◆ WRITTEN REQUEST ◆
Write each line out exactly, leaving none out.

Raw records:

>> START

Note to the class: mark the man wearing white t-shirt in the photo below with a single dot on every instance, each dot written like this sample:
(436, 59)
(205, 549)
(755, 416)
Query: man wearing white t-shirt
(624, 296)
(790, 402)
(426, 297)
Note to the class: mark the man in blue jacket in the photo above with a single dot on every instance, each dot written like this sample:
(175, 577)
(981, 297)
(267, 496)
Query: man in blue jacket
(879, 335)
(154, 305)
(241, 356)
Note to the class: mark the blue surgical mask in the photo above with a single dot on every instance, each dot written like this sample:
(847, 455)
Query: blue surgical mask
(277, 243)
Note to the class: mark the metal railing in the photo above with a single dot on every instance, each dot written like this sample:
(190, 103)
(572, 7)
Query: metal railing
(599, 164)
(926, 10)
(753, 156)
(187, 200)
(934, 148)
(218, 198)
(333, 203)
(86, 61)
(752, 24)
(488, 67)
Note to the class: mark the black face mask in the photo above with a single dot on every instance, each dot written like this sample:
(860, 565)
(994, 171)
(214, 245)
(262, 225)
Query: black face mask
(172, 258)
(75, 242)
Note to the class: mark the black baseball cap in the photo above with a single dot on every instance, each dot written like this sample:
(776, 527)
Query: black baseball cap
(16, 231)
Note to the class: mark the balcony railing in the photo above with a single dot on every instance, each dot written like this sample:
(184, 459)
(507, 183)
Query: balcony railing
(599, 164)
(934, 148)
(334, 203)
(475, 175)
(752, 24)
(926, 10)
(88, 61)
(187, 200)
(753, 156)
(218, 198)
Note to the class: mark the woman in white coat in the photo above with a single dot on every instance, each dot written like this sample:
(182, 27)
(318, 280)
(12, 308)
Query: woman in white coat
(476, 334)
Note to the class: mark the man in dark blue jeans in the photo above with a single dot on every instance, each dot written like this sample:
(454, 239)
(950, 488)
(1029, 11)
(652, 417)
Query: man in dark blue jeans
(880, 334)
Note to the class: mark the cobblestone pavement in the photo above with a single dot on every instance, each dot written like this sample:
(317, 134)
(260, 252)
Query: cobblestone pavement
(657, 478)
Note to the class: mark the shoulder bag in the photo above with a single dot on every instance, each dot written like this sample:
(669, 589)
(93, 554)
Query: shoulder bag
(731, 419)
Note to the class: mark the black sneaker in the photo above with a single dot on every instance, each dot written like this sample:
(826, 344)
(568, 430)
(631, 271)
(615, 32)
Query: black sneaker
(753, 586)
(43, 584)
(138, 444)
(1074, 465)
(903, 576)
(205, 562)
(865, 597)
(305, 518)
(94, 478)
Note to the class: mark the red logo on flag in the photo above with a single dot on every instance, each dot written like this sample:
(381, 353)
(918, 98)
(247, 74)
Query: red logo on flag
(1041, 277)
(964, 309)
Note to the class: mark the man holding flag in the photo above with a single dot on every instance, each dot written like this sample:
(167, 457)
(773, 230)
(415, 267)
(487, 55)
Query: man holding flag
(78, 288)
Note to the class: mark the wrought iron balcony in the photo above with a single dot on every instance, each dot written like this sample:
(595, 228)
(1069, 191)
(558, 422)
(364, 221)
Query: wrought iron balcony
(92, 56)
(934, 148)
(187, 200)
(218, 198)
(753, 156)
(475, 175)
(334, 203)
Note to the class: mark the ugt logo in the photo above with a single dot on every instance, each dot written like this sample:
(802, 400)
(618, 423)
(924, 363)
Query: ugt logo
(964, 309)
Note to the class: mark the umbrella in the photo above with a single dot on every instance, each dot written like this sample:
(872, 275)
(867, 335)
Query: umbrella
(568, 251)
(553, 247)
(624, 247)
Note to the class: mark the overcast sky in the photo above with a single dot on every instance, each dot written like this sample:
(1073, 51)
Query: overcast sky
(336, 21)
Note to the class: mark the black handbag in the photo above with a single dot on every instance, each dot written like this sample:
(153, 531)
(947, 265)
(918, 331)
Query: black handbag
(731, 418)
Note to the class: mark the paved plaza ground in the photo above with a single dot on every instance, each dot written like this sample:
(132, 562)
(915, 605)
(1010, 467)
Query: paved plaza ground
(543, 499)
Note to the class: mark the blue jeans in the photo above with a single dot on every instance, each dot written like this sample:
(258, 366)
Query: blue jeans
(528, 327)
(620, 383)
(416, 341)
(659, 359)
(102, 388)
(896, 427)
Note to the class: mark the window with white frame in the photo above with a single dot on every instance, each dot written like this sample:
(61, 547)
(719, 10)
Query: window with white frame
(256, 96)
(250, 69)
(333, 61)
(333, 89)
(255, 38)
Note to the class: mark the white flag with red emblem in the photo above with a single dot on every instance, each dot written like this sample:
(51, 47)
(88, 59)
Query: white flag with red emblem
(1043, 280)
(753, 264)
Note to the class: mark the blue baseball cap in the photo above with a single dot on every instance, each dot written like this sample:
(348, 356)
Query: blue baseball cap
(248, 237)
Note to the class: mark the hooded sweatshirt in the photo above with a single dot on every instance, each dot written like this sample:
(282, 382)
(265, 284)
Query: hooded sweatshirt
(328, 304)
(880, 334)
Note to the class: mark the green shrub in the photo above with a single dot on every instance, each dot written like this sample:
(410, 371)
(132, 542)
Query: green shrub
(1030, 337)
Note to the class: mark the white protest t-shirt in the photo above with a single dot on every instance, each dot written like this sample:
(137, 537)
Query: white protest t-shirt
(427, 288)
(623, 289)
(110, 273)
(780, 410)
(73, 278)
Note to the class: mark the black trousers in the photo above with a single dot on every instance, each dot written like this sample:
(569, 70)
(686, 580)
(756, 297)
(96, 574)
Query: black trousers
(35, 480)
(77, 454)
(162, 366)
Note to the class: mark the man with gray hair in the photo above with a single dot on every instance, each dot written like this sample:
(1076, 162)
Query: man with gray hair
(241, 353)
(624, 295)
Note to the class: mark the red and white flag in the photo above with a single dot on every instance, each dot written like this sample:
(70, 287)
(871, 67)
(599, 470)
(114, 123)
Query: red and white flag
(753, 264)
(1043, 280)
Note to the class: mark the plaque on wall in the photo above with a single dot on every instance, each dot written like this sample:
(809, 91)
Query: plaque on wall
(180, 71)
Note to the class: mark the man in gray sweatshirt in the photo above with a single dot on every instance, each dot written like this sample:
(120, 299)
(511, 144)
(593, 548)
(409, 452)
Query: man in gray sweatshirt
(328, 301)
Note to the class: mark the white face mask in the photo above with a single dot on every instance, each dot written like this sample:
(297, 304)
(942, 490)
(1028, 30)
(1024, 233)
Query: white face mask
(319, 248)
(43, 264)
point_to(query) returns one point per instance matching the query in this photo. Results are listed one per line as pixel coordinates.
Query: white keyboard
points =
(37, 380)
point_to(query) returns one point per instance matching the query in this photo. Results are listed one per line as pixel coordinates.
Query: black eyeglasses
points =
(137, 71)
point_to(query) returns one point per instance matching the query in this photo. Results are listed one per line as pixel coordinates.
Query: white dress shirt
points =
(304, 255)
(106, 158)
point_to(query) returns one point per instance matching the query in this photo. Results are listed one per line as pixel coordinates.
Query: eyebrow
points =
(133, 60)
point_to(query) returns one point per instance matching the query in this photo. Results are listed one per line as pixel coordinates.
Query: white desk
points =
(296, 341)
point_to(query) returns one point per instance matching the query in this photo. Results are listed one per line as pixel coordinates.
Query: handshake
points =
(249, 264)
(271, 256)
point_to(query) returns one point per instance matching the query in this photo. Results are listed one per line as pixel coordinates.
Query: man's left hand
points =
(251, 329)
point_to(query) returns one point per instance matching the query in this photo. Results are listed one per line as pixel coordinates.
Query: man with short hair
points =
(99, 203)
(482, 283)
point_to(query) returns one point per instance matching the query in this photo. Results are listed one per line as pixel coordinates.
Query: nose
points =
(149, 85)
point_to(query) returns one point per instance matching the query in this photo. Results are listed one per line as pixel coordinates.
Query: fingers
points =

>> END

◆ RESPONSE FOR THIS EXERCISE ◆
Note to the class: mark the man wearing white t-shirt in the photo below with a single dot on every instance, each dot written like this sample:
(436, 59)
(205, 549)
(755, 416)
Query: man wearing white t-shirt
(624, 296)
(790, 402)
(426, 297)
Note to the class: mark the man in blue jacket in the photo above with a single dot on every instance, each dot written like this sample:
(175, 577)
(981, 297)
(267, 496)
Query: man in blue jacket
(879, 335)
(154, 305)
(241, 356)
Note to the class: mark the blue surgical mask in the photo above with a single dot on every instance, each dot written like this sample:
(847, 455)
Query: blue surgical mask
(277, 243)
Note to the class: mark the metal railing in the photo above with a single dot on every instance, each dot written like this sample:
(190, 103)
(572, 7)
Query: metal railing
(599, 164)
(926, 10)
(753, 156)
(187, 200)
(934, 148)
(218, 198)
(333, 203)
(86, 61)
(752, 24)
(488, 67)
Note to the class: mark the black face mask in the photo above with a single dot on every instance, each dot written like this sample:
(860, 565)
(994, 171)
(214, 245)
(262, 225)
Query: black face mask
(172, 258)
(75, 242)
Note to the class: mark the black baseball cap in the photo above with a single dot on every instance, each dot written like this sample:
(776, 527)
Query: black baseball cap
(16, 231)
Note to the class: mark the balcony railing in the photo above with a single dot on every instance, each dot written like this sample:
(184, 459)
(507, 183)
Query: balcony railing
(599, 164)
(934, 148)
(334, 203)
(475, 175)
(752, 24)
(926, 10)
(88, 61)
(187, 200)
(753, 156)
(218, 198)
Note to the class: mark the woman in white coat in the photo above with a single dot on every instance, each dot written like this sample:
(182, 27)
(318, 280)
(12, 308)
Query: woman in white coat
(476, 334)
Note to the class: mark the man in dark blue jeans in the photo above with a single dot on every instance, each dot written like this sample:
(454, 239)
(950, 488)
(1029, 11)
(652, 417)
Query: man in dark blue jeans
(880, 334)
Note to the class: mark the cobblestone pavement in the photo above with a single dot on every instance, each dot written like this sample:
(317, 134)
(260, 252)
Query: cobblestone pavement
(657, 478)
Note to the class: mark the shoulder bag in the photo above with a single dot on every instance, each dot written like this sample:
(669, 589)
(93, 554)
Query: shoulder bag
(731, 419)
Note to the class: mark the black sneaker in the photo above with a single dot on every instance, each dot written like this sample:
(826, 344)
(568, 430)
(631, 271)
(615, 32)
Query: black sneaker
(753, 586)
(43, 584)
(138, 444)
(1074, 465)
(903, 576)
(205, 562)
(865, 597)
(305, 518)
(94, 478)
Note to the class: mark the red logo on flag in the photo above with a single dot on every instance, each dot written like this sample:
(381, 353)
(918, 98)
(247, 74)
Query: red logo on flag
(1041, 277)
(964, 309)
Note to the class: mark the man holding flag in the photo above with a single dot on every instance, each dot written like this sample:
(167, 457)
(773, 230)
(415, 267)
(487, 55)
Query: man holding flag
(78, 288)
Note to the class: mark the wrought iron balcony in the photo above with a single dot on every instance, each dot written like this sample:
(595, 228)
(1069, 191)
(558, 422)
(364, 221)
Query: wrought iron balcony
(92, 56)
(934, 148)
(187, 200)
(218, 198)
(753, 156)
(475, 175)
(334, 203)
Note to the class: mark the ugt logo in the photo above with a single dot on every instance, each dot written like this sample:
(802, 400)
(618, 423)
(924, 363)
Query: ugt logo
(964, 309)
Note to the class: mark the umbrella in the photo above with a single dot on every instance, each dot written like this sample:
(872, 275)
(867, 335)
Query: umbrella
(568, 251)
(553, 247)
(624, 247)
Note to the class: mark the overcast sky in the photo above with a single dot on every instance, each dot written like this sample:
(1073, 51)
Query: overcast sky
(336, 21)
Note to the class: mark the black handbag in the photo above with a single dot on every instance, each dot written like this sample:
(153, 531)
(947, 265)
(918, 331)
Query: black handbag
(731, 418)
Note to the class: mark the paved plaza ground in the photo above with a single dot on every instance, each dot written like this sample:
(132, 562)
(915, 605)
(1010, 467)
Query: paved plaza ground
(543, 499)
Note to the class: mark the blue jeans in the photo above with a single dot on every instance, each dot written like this sample:
(258, 366)
Query: blue jeans
(528, 327)
(620, 383)
(416, 341)
(659, 359)
(102, 388)
(896, 427)
Note to the class: mark the window with white frame in the photo above with a single dot on every instance, each dot written like this sample:
(61, 547)
(719, 10)
Query: window with white frame
(256, 96)
(250, 69)
(333, 61)
(333, 89)
(255, 38)
Note to the class: mark the white flag with red emblem in the photo above with a single dot on every instance, each dot written like this sample:
(51, 47)
(88, 59)
Query: white flag with red emblem
(1043, 280)
(753, 264)
Note to the class: mark the blue baseball cap in the photo above with a single dot on every instance, each dot written like this sample:
(348, 356)
Query: blue baseball cap
(248, 237)
Note to the class: mark the hooded sweatshirt in the photo above with a single dot on every instance, each dot written like this sample:
(282, 382)
(265, 284)
Query: hooded sweatshirt
(328, 304)
(880, 334)
Note to the class: mark the green shrub in the photo above with a single dot on every instance, each dot written like this sample:
(410, 371)
(132, 542)
Query: green shrub
(1030, 337)
Note to the class: mark the white protest t-shirt in the photo above with a single dot on every instance, each dot written like this sample:
(137, 537)
Query: white protest t-shirt
(427, 288)
(623, 289)
(110, 273)
(780, 410)
(73, 278)
Note to the class: mark the black trousers in the photo above with a single dot on every instance, each dot written like this sample:
(569, 70)
(686, 580)
(756, 297)
(96, 574)
Query: black trousers
(35, 480)
(77, 454)
(162, 366)
Note to the class: mark the man with gray hair in the photo above with a single dot on every instance, each dot written like this sample:
(1076, 162)
Query: man with gray hair
(241, 353)
(624, 295)
Note to the class: mark the red and white flag in the photo above with a single dot on every instance, each dot written like this sample:
(70, 287)
(871, 67)
(599, 470)
(114, 123)
Query: red and white flag
(753, 264)
(1043, 280)
Note to the class: mark the plaque on wall in the photo above with a single dot on every instance, each dot written like this sample:
(809, 91)
Query: plaque on wall
(180, 71)
Note to the class: mark the man in gray sweatshirt in the photo above with a single dot on every instance, each dot written like this sample:
(120, 299)
(511, 144)
(593, 548)
(409, 452)
Query: man in gray sweatshirt
(328, 301)
Note to the class: mark the white face mask in the photo above with a single dot on every instance, each dot written like this sample:
(297, 304)
(942, 490)
(1028, 30)
(1024, 233)
Query: white face mask
(319, 248)
(43, 264)
point_to(query) returns one point per instance matching the query in this photo. Results are listed one per line as pixel coordinates.
Query: white keyboard
points =
(37, 380)
point_to(query) returns one point per instance matching the query in this photo. Results are listed one per line as pixel coordinates.
Query: black eyeglasses
points =
(137, 71)
point_to(query) returns one point per instance matching the query in this photo. Results are listed one per line as pixel coordinates.
Query: white dress shirt
points =
(304, 255)
(106, 158)
point_to(query) returns one point per instance matching the query in this photo. Results are listed one per line as pixel coordinates.
Query: eyebrow
points =
(133, 60)
point_to(query) returns one point per instance matching the query in this photo. Results are listed one per line as pixel coordinates.
Query: white desk
points =
(296, 341)
point_to(query) returns one point per instance matching the query in this photo. Results are listed one per line as pixel coordinates.
Query: handshake
points =
(249, 264)
(271, 256)
point_to(query) returns one point per instance matching the query in this photo. Results are listed one per line as pixel coordinates.
Query: man's left hand
points =
(251, 329)
point_to(query) returns one point per instance matching the query in this photo. Results are listed one per line as pixel coordinates.
Query: man with short hair
points =
(99, 203)
(482, 283)
point_to(query) returns one point per instance matching the query in this photo. Results are listed one per line as pixel coordinates.
Query: nose
points =
(149, 85)
point_to(query) returns one point per instance matching the query in this photo. Results are listed one per line as pixel coordinates.
Query: fingers
points =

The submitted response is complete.